#### Work request:
Starting at the top of the listing below, copy each line exactly, stopping after the line that contains "box: [1547, 1013, 1630, 1081]".

---------- Data to use

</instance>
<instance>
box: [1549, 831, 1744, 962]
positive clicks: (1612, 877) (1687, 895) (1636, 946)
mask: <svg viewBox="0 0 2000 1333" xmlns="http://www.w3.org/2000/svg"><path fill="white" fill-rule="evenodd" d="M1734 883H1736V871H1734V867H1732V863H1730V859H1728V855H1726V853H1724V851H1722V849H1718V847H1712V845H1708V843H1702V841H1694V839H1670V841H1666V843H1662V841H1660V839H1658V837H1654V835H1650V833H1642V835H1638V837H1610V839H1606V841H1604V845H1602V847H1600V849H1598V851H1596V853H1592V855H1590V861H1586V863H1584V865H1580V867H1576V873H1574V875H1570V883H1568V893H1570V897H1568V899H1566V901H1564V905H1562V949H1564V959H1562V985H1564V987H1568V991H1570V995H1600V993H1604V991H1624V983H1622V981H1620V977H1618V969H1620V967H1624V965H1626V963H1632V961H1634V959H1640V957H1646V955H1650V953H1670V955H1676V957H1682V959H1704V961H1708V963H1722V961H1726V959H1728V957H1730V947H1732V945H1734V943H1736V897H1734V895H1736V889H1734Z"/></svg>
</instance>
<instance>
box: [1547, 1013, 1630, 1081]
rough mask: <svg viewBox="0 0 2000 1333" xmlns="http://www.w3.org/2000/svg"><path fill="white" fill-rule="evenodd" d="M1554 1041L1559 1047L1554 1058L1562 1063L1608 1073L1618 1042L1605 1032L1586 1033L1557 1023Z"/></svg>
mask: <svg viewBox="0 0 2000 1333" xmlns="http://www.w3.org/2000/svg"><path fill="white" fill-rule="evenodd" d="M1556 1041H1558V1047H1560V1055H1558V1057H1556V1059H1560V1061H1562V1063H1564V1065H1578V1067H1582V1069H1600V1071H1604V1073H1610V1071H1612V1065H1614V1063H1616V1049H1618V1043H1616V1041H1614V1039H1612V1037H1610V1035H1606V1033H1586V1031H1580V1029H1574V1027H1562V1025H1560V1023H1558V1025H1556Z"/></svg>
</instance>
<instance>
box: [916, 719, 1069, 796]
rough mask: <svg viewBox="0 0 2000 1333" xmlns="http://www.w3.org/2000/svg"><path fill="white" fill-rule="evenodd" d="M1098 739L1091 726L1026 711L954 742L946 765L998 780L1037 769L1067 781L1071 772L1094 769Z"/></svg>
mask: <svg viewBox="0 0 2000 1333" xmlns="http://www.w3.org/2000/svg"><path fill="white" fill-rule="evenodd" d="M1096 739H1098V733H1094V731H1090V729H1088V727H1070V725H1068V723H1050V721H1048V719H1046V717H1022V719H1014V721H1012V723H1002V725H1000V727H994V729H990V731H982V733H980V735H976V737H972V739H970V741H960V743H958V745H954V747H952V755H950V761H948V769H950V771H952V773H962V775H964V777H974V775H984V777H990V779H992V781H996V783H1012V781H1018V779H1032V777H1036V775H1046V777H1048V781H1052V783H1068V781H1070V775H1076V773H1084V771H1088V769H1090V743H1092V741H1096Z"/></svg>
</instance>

--------------------

#### Result of the task:
</instance>
<instance>
box: [1549, 831, 1744, 962]
positive clicks: (1612, 877) (1687, 895) (1636, 946)
mask: <svg viewBox="0 0 2000 1333" xmlns="http://www.w3.org/2000/svg"><path fill="white" fill-rule="evenodd" d="M1734 883H1736V871H1734V867H1732V863H1730V859H1728V855H1726V853H1724V851H1722V849H1718V847H1712V845H1708V843H1702V841H1694V839H1670V841H1666V843H1662V841H1660V839H1658V837H1654V835H1650V833H1642V835H1638V837H1610V839H1606V841H1604V845H1602V847H1600V849H1598V851H1596V853H1592V855H1590V861H1586V863H1584V865H1580V867H1576V873H1574V875H1570V883H1568V893H1570V897H1568V899H1566V901H1564V905H1562V949H1564V959H1562V985H1564V987H1568V991H1570V995H1600V993H1604V991H1624V983H1622V981H1620V977H1618V969H1620V967H1624V965H1626V963H1632V961H1634V959H1640V957H1646V955H1650V953H1670V955H1676V957H1682V959H1704V961H1708V963H1722V961H1726V959H1728V957H1730V947H1732V945H1734V943H1736V897H1734V895H1736V889H1734Z"/></svg>
</instance>
<instance>
box: [1547, 1013, 1630, 1081]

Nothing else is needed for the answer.